**Exercise brief:** Reproduce every line of the listing below verbatim, changing nothing.

>> START Excerpted data

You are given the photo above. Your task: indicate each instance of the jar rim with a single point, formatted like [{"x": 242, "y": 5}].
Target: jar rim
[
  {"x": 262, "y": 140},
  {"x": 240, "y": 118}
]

>> END Excerpted data

**Output of the task:**
You are given the photo above. Your task: indicate each instance of the jar rim with a single point, formatted like [{"x": 242, "y": 5}].
Target: jar rim
[
  {"x": 262, "y": 140},
  {"x": 240, "y": 118}
]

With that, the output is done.